━━ Record list ━━

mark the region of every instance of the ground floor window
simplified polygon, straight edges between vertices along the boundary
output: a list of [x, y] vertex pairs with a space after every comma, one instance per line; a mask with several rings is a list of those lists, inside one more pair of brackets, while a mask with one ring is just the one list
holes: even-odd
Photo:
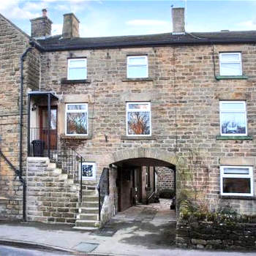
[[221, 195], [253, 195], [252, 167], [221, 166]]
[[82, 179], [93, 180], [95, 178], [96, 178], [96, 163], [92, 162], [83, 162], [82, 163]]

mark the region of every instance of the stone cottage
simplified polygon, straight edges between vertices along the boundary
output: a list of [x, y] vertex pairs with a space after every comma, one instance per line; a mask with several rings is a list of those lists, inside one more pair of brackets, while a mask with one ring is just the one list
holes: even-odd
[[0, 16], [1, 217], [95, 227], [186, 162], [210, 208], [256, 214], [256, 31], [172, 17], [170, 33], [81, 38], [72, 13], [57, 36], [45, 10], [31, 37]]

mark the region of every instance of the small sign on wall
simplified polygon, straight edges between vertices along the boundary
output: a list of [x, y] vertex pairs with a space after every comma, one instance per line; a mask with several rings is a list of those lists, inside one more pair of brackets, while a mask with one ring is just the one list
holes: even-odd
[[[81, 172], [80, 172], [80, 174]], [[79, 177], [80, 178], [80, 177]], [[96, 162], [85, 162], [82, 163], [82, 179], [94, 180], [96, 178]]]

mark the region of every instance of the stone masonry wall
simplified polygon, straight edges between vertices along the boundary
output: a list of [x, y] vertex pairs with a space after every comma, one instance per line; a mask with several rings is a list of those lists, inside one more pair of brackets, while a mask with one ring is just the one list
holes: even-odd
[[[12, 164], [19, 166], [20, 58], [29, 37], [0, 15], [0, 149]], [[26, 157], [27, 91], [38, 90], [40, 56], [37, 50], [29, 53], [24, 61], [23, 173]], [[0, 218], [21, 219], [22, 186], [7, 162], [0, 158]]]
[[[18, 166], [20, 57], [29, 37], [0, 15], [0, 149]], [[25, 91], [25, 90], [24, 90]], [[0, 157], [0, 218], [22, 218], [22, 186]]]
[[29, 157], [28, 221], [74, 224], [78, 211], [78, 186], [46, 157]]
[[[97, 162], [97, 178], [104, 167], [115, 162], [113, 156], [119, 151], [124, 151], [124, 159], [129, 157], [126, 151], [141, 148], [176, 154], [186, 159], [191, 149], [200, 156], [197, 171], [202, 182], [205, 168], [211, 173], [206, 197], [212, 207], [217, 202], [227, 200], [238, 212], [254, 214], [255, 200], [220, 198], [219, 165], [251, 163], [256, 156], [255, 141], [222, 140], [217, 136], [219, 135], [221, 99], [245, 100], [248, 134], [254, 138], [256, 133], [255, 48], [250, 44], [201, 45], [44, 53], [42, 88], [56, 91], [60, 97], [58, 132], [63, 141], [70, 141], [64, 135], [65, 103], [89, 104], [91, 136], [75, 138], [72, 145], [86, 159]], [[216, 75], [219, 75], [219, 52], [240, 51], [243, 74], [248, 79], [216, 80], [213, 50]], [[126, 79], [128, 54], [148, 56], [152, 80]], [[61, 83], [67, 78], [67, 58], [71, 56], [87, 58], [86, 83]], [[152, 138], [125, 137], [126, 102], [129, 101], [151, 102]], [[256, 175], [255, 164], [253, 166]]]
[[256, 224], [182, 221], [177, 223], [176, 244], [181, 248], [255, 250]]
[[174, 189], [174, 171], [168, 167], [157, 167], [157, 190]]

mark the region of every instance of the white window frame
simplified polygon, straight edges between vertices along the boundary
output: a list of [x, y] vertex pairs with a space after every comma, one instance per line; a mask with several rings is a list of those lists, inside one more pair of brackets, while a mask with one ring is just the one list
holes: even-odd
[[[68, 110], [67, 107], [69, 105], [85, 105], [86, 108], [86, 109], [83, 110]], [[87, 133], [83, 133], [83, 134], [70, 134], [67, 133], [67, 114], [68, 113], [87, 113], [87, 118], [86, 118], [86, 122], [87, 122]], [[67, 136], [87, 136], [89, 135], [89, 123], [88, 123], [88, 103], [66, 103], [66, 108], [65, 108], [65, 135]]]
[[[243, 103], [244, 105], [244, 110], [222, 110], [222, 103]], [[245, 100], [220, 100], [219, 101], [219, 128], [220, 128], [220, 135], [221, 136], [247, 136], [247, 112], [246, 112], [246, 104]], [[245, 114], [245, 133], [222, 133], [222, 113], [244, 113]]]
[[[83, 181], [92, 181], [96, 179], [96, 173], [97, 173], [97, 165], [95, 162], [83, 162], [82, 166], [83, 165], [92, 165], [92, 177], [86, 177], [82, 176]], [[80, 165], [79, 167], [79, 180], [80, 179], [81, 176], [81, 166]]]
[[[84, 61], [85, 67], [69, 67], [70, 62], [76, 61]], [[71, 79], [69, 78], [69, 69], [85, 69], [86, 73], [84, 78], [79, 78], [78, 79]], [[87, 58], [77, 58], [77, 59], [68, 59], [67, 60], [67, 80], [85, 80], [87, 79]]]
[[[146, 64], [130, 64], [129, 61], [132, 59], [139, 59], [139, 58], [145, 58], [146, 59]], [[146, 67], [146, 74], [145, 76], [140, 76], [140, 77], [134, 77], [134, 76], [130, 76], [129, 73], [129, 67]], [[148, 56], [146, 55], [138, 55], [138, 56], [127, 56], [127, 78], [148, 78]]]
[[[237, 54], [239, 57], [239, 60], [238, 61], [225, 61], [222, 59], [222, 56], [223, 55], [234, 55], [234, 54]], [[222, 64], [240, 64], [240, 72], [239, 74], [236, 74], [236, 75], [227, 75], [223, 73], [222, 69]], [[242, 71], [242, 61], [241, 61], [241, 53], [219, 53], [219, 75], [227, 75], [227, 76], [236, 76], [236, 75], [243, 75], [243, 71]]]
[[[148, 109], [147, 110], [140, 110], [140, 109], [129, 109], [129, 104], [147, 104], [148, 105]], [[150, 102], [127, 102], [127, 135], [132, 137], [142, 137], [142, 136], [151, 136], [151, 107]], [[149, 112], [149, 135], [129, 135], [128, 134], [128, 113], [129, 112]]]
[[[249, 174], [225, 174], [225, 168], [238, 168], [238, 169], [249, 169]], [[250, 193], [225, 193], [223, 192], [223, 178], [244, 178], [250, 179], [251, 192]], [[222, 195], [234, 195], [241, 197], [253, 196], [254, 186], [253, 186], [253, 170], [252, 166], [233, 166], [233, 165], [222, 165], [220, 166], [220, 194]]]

━━━
━━ Record list ━━

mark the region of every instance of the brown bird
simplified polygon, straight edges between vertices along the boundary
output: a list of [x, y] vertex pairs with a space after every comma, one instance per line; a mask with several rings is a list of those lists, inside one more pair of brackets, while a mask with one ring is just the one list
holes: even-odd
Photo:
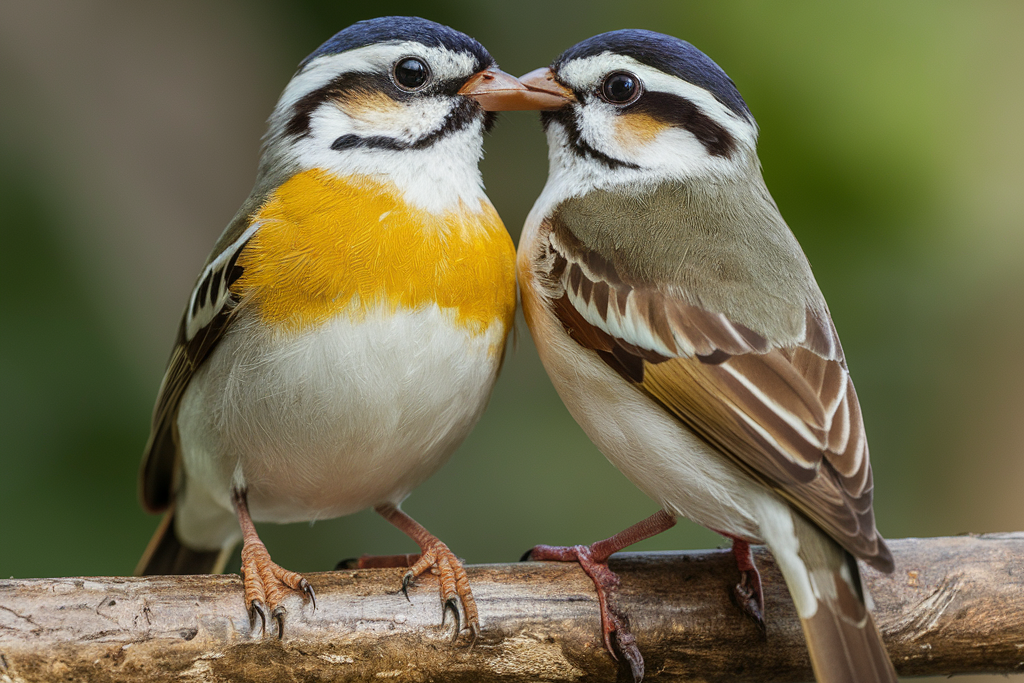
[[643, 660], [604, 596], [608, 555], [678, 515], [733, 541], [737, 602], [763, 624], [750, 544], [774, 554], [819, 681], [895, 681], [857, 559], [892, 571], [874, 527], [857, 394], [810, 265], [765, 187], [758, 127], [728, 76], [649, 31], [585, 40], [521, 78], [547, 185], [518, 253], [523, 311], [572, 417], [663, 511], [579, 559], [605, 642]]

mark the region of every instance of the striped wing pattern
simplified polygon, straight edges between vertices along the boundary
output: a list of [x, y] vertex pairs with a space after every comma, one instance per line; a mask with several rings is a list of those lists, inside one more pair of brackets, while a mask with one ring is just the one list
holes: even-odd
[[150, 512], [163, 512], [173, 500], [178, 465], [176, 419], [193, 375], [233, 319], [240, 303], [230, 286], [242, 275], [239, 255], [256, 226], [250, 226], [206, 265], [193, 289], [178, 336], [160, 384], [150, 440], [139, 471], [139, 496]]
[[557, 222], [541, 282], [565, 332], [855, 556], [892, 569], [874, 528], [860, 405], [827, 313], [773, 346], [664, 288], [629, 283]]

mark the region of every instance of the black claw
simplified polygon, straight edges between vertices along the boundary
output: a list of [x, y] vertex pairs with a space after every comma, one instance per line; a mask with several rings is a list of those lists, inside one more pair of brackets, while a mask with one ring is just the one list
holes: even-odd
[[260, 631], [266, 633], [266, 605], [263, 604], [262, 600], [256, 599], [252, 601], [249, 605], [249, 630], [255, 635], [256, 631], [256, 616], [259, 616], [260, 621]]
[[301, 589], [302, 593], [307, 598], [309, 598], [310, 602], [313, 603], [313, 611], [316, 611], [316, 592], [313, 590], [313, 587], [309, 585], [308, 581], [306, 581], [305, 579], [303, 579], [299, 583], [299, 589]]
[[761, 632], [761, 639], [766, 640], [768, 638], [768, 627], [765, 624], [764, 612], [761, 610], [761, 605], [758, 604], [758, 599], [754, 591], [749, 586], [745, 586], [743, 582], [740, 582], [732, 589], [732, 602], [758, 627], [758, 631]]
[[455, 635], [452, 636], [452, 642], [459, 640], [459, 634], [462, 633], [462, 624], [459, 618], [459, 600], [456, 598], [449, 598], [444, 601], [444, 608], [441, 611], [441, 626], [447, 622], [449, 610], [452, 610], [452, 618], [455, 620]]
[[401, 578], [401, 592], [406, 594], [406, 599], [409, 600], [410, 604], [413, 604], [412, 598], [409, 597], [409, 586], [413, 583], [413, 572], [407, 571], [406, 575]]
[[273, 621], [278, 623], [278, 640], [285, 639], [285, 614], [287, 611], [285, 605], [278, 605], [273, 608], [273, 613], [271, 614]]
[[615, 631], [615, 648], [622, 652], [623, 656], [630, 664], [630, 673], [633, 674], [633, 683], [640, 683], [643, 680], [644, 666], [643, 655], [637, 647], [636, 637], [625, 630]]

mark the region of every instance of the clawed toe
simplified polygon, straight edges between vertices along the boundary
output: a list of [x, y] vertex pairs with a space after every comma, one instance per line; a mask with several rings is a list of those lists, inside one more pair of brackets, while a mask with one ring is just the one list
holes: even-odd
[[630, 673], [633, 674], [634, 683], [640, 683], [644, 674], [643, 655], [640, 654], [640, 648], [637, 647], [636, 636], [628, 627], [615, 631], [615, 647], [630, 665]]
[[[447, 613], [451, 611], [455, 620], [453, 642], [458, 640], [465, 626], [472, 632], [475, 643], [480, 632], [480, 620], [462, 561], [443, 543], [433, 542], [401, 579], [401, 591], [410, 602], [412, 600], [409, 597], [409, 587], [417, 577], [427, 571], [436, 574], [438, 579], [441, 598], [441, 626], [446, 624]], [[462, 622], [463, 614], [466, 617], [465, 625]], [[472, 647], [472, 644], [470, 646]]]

━━━
━━ Record list ━━

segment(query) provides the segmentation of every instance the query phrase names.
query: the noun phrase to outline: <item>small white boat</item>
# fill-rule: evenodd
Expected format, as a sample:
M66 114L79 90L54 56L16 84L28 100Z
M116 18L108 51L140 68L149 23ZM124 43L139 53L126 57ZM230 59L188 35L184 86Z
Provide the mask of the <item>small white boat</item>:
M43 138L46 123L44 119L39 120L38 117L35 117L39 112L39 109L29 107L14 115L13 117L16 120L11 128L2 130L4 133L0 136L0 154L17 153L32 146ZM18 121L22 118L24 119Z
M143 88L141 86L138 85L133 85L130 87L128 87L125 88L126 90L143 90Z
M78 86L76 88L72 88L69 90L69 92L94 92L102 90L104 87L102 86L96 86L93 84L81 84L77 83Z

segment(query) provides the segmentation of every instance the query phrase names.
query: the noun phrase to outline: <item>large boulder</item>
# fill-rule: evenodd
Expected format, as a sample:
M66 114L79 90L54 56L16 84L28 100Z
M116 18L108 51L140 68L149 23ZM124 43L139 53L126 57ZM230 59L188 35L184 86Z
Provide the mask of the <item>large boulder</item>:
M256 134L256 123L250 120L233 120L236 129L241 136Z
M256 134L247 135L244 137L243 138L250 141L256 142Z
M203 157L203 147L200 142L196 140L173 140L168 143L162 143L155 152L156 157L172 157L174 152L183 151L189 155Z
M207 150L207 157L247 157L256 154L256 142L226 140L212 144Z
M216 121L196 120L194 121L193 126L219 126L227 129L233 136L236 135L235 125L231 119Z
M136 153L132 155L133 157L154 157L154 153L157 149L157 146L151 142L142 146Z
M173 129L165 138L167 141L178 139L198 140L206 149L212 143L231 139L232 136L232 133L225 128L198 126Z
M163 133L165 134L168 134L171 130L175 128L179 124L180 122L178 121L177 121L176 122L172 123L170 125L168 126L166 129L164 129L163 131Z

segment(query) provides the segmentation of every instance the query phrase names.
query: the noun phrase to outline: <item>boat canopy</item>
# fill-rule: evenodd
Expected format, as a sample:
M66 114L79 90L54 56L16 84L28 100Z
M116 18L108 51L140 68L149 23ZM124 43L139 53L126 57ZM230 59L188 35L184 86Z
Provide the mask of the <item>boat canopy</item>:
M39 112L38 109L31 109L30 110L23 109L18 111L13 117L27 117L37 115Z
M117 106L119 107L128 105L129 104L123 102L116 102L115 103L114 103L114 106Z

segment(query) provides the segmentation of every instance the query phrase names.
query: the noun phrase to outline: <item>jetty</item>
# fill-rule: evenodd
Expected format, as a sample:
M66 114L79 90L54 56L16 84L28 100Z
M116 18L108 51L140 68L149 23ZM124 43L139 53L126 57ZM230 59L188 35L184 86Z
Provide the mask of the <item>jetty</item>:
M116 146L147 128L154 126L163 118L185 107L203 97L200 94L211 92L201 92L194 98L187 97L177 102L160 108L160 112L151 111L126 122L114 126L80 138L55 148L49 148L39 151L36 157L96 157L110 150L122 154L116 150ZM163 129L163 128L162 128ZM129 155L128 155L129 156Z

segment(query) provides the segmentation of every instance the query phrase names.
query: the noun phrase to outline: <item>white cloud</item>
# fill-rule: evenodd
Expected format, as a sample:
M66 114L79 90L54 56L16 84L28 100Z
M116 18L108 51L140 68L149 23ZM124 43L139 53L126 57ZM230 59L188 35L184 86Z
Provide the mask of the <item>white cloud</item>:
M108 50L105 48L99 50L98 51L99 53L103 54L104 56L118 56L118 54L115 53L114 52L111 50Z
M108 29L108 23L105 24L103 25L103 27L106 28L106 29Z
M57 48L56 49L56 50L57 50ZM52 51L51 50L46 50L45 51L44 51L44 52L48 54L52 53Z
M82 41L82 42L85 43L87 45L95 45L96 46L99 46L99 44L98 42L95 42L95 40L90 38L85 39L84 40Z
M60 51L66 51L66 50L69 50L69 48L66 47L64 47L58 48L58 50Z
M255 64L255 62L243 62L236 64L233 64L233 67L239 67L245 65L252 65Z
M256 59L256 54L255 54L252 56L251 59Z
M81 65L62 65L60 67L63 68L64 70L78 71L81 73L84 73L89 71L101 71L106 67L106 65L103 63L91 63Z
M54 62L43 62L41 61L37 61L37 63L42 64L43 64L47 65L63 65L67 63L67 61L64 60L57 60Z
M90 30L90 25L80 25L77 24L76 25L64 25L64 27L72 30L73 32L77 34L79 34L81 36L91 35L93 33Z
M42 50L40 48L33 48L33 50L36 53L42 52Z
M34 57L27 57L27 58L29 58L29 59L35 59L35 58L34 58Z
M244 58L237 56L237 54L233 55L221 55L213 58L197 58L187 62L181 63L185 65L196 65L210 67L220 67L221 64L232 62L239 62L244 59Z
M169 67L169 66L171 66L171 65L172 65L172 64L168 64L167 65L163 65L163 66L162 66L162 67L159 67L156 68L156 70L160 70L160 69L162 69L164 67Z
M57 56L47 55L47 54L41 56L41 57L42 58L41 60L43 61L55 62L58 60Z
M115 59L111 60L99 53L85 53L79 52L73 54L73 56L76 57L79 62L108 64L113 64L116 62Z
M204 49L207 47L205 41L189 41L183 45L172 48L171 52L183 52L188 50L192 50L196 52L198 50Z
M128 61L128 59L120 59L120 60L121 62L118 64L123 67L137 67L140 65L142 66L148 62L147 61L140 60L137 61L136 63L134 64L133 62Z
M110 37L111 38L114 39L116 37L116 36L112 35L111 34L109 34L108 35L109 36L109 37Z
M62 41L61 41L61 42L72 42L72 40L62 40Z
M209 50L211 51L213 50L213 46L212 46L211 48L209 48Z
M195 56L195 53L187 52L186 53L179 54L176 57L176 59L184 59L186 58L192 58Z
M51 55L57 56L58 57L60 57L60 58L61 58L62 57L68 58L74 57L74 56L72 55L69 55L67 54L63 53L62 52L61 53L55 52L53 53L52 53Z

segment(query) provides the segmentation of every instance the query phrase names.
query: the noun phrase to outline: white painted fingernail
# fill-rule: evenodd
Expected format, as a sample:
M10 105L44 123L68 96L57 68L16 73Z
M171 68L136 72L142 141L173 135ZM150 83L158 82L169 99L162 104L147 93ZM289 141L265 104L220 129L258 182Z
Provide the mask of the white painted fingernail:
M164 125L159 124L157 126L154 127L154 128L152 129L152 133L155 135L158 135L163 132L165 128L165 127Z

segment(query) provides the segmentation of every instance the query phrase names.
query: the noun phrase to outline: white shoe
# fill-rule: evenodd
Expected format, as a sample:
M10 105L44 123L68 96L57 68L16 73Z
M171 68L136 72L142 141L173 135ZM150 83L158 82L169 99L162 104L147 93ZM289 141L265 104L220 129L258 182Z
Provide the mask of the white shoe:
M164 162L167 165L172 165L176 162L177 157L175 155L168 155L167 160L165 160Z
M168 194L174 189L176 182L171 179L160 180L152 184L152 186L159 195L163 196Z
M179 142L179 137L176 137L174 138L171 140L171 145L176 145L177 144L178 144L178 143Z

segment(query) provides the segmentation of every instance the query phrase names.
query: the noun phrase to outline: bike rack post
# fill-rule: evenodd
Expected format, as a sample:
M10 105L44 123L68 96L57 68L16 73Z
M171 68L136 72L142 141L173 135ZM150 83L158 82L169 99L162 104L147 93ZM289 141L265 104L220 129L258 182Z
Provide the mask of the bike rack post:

━━━

*Directions for this task*.
Starting with the line with "mark the region of every instance of the ground" and going on through the line with "162], [82, 163]]", reproduce the listing but substitute "reduced" for "simplified", leaving everything else unchanged. Omit the pictures from your answer.

*Response*.
mark the region of every instance of the ground floor window
reduced polygon, straight edges between vertices along the boundary
output: a list of [x, y] vertex pairs with a space after every comma, one instance per line; a mask with several rings is a list of those lists, inside one more pair of brackets, while a mask with one ring is just the one list
holes: even-odd
Photo:
[[221, 195], [253, 195], [252, 167], [221, 166]]
[[82, 179], [93, 180], [95, 178], [96, 178], [96, 163], [92, 162], [83, 162], [82, 163]]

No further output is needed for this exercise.